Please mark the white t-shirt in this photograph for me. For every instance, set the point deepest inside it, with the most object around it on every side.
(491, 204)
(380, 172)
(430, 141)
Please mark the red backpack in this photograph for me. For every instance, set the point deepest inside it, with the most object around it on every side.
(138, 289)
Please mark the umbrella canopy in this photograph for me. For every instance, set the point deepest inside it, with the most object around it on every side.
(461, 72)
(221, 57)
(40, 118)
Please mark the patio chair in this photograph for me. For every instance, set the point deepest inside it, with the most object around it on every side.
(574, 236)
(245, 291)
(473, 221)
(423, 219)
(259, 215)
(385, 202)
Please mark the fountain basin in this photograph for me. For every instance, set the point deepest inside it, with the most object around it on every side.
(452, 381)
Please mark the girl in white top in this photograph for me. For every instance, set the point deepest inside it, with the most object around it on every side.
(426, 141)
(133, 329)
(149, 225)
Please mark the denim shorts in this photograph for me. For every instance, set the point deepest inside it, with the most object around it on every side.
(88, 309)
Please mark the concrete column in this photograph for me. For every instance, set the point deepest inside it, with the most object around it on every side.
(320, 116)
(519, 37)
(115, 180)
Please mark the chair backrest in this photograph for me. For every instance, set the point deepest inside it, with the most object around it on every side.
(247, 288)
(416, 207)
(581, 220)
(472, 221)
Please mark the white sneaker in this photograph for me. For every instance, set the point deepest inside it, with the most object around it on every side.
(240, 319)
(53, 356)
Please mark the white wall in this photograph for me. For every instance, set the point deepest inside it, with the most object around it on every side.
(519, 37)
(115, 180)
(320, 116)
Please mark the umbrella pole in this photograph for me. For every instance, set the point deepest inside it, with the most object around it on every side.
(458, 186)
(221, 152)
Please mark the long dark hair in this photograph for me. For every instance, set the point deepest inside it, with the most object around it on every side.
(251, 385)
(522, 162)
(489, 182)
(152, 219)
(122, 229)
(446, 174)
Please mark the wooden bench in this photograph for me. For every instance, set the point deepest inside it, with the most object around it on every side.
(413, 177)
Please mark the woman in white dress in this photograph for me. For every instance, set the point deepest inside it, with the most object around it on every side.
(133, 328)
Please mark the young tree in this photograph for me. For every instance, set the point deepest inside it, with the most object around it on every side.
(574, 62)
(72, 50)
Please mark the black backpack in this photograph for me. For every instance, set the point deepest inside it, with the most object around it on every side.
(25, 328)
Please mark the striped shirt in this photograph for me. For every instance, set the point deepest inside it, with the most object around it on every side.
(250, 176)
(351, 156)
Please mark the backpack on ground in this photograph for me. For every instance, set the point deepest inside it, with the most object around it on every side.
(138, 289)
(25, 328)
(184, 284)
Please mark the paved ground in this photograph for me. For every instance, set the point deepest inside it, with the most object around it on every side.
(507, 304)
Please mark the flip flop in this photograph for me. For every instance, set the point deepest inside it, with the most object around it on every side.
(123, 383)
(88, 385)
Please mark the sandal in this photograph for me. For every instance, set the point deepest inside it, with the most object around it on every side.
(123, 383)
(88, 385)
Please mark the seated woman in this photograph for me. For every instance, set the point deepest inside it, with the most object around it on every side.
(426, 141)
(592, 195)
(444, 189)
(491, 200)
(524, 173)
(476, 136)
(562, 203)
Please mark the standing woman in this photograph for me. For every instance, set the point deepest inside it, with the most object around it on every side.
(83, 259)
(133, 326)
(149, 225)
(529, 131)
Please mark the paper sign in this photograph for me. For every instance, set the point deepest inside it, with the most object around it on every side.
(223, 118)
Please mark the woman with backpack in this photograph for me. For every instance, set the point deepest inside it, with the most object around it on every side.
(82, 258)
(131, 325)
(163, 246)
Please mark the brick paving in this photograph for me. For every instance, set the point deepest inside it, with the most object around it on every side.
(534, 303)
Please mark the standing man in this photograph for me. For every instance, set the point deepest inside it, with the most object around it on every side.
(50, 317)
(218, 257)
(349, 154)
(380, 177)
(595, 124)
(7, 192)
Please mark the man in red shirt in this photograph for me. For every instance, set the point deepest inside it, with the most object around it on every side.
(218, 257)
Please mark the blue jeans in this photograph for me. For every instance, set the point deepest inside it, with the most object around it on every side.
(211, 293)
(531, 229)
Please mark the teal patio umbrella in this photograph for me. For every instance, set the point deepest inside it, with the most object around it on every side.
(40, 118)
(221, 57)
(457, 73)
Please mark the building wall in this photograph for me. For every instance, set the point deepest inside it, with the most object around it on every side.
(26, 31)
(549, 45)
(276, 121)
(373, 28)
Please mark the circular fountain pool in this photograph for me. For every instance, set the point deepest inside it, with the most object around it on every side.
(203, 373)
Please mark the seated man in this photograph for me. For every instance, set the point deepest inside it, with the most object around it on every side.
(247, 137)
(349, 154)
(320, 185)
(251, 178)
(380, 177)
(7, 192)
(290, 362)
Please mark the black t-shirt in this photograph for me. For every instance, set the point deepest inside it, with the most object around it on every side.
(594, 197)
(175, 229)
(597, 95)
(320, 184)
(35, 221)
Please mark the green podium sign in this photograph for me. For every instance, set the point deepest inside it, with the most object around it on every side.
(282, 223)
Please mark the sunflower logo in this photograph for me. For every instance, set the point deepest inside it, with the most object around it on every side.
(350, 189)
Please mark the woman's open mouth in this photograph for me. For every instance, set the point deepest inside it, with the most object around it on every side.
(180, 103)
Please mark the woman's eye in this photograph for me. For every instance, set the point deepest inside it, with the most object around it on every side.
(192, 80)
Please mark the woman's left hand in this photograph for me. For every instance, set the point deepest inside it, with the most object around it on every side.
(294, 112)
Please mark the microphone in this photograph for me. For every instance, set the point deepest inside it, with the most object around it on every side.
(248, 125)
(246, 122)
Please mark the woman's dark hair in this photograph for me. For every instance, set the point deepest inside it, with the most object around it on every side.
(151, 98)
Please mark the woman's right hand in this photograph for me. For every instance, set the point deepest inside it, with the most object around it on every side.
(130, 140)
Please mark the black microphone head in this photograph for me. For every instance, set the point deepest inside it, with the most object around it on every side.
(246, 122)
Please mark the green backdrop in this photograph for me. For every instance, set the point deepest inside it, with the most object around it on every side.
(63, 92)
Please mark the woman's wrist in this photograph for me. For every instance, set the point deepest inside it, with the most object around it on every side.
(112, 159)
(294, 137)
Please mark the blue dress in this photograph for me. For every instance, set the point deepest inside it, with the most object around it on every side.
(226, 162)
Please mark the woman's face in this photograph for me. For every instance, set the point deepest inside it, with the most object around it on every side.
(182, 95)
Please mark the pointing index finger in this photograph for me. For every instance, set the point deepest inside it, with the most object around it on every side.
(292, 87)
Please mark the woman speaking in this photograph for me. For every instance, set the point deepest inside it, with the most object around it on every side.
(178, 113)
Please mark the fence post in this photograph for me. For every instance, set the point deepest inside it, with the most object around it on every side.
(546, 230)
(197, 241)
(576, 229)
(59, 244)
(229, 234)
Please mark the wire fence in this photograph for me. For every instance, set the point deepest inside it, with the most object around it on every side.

------------------------------------------------------------

**What is required**. Give back the lines above exactly, from the one with "Please mark the pointing" through the last line.

**Response to this task**.
Please mark the pointing index finger in this photograph for me. For every instance, set the point deepest inside it, with the most object around it on every side.
(292, 87)
Please mark the woman speaking in this photograph for me. For every instance, set the point deepest inside it, with the most object around it on every side.
(178, 113)
Please mark the fence post in this photograph for me. For every instance, set the point deepest inside it, with the most object around it on every side.
(546, 230)
(197, 241)
(576, 229)
(59, 244)
(229, 234)
Please mark the wire fence in this photograph for me. For every instance, set the point deepest inside it, with the most object around it on every side.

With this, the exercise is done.